> **Task to complete**: Reproduce the listing verbatim.
[Begin Extracted entries]
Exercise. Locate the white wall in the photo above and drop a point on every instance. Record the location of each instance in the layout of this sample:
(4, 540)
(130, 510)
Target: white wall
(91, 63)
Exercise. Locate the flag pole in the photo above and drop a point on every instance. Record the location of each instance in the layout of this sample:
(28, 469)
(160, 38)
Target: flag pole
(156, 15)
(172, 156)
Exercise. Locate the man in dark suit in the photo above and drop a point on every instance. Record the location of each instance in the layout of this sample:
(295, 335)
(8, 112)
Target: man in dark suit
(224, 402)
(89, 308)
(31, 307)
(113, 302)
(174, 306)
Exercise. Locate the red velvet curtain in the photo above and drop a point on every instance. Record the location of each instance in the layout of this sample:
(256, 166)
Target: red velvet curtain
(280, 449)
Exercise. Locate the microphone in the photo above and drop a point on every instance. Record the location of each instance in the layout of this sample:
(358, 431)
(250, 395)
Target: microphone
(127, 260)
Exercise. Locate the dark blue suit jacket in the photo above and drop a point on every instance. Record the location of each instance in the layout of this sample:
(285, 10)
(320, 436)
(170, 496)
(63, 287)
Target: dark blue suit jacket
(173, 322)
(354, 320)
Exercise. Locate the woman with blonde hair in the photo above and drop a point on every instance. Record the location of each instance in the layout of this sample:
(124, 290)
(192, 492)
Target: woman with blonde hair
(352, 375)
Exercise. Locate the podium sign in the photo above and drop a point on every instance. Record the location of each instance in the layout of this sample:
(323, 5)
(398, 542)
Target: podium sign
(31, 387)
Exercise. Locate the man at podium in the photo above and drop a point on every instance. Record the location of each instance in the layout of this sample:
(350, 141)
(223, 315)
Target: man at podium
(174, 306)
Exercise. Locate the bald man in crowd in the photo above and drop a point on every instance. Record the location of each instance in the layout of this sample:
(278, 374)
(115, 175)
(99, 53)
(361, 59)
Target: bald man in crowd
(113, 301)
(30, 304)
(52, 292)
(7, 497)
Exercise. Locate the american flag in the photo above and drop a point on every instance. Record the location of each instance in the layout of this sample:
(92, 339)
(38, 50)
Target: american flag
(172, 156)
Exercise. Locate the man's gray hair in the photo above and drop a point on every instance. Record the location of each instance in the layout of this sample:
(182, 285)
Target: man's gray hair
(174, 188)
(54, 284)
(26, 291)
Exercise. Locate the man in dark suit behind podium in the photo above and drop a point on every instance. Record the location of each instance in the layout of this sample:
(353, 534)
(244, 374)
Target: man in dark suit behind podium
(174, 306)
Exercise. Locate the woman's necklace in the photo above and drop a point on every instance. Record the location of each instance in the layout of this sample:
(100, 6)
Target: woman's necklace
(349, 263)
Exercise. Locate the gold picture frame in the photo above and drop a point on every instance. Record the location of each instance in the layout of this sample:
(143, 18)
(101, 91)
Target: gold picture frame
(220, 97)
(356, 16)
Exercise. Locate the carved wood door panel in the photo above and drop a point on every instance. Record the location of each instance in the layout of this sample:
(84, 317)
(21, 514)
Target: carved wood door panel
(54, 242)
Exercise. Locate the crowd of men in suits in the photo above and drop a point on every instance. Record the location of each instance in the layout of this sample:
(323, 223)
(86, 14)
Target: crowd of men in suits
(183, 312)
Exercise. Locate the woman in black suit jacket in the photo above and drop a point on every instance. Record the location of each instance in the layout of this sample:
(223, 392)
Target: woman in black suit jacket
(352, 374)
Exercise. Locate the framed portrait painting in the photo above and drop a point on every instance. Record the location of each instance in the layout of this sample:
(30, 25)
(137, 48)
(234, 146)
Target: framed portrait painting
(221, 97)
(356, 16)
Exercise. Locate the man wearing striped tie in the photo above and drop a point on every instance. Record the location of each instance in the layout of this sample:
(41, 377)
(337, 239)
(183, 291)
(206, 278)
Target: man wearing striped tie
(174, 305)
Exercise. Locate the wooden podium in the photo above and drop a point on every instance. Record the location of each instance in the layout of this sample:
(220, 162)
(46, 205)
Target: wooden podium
[End Extracted entries]
> **Correct response**:
Exercise. Locate the white wall in the photo above and drop a point on every instance. Record the location of each instance in the layout of this sample:
(4, 540)
(130, 510)
Target: white wall
(91, 63)
Exercise. Locate the flag pole in the photo above and drop a point on every instance. Record the location of each instance in the layout of this sample:
(28, 469)
(160, 38)
Target: flag pole
(156, 15)
(172, 156)
Exercise. Locate the man in dark suit in the photo above and drop a point on every instance. Record the location of each instance in the layout of this sample:
(295, 335)
(8, 112)
Target: man in dark suit
(224, 402)
(89, 308)
(31, 307)
(113, 302)
(174, 306)
Exercise. Locate the red velvet curtain in the photo above and drop a point on every instance. Record the location of each instance in the layout of this sample:
(256, 166)
Target: red velvet curtain
(280, 449)
Exercise. Locate the microphone in the photo above and drop a point on every instance. Record the location of each instance in the layout of this sample:
(358, 431)
(250, 395)
Target: microphone
(127, 260)
Exercise. Locate the dark blue suit jacket in the photo above and drop a point on every instance. Record the location of each instance in the layout of this sample:
(285, 10)
(320, 436)
(170, 496)
(63, 287)
Target: dark blue suit jacket
(173, 322)
(354, 320)
Exercise. Locate the woman with blonde hair in the photo above and drop a point on every instance. Record the location of each instance in the layout of this sample:
(124, 290)
(192, 492)
Target: woman with blonde hair
(352, 375)
Exercise. Locate the podium sign in the photo above and drop a point on every instance. Record the location of each instance in the layout of this sample:
(323, 5)
(398, 542)
Target: podium sign
(31, 387)
Exercise. Locate the man at podium in the photo above and drop a point on every instance. Record the location of each instance in the layout of this sample:
(350, 141)
(223, 315)
Target: man at podium
(174, 306)
Exercise. Locate the bald man in crowd in the photo above and drop a point on every instance. Record the location of each instance in the layout of this sample:
(278, 374)
(115, 175)
(99, 53)
(361, 59)
Target: bald man in crowd
(113, 301)
(30, 304)
(52, 292)
(7, 497)
Exercise. Locate the american flag in the photo above and drop a point on every instance. Record the location of each instance in the layout of this sample:
(92, 339)
(38, 50)
Target: american flag
(172, 156)
Exercise. Locate the man's gray hair in the photo above and drop a point on every instance. Record the location of each instance in the layout of this sample:
(182, 285)
Target: man's gray hair
(174, 188)
(54, 284)
(26, 291)
Exercise. Locate the man in dark suit behind podium in the photo above and drop a point on every instance. Record the location of each instance in the layout of this sample:
(353, 534)
(244, 374)
Target: man in dark suit behind podium
(174, 306)
Exercise. Locate the woman's necklace in the photo above and drop a point on every instance. Record the location of each instance in the layout of this sample:
(100, 6)
Target: woman's necklace
(349, 263)
Exercise. Locate the gold picture frame in the photo above and drop a point on every instance. Record the location of each instance in the layout of this sample:
(143, 18)
(101, 91)
Target: gold picture frame
(220, 97)
(356, 16)
Exercise. Locate the carved wood door panel in the photo above and drop a point on every instance. Record the location of each instance in the layout of this sample:
(84, 317)
(21, 514)
Target: carved wood door panel
(54, 242)
Exercise. Locate the crowd of men in suits in the photo above and drop a point on every instance. Record the location of each instance in the layout of this sample:
(323, 223)
(86, 14)
Target: crowd of men in suits
(183, 312)
Exercise. Locate the woman in black suit jacket in the photo above and drop a point on every instance. Record the location of each instance in the layout of this sample:
(223, 392)
Target: woman in black suit jacket
(352, 374)
Exercise. Locate the framed portrait painting in the photo above and drop a point on every instance. Record the location of each instance in the layout of this sample:
(30, 25)
(137, 48)
(234, 146)
Target: framed portrait painting
(221, 97)
(356, 16)
Exercise. Locate the man wearing striped tie in the photo above and drop a point on every instance. Record the location of each instance in the layout of this sample:
(41, 377)
(337, 239)
(183, 291)
(206, 278)
Target: man wearing striped tie
(174, 305)
Exercise. Locate the wooden podium in the photo above and drop a point on every instance. Record the location of each instance in the layout of this sample:
(220, 162)
(46, 205)
Target: wooden podium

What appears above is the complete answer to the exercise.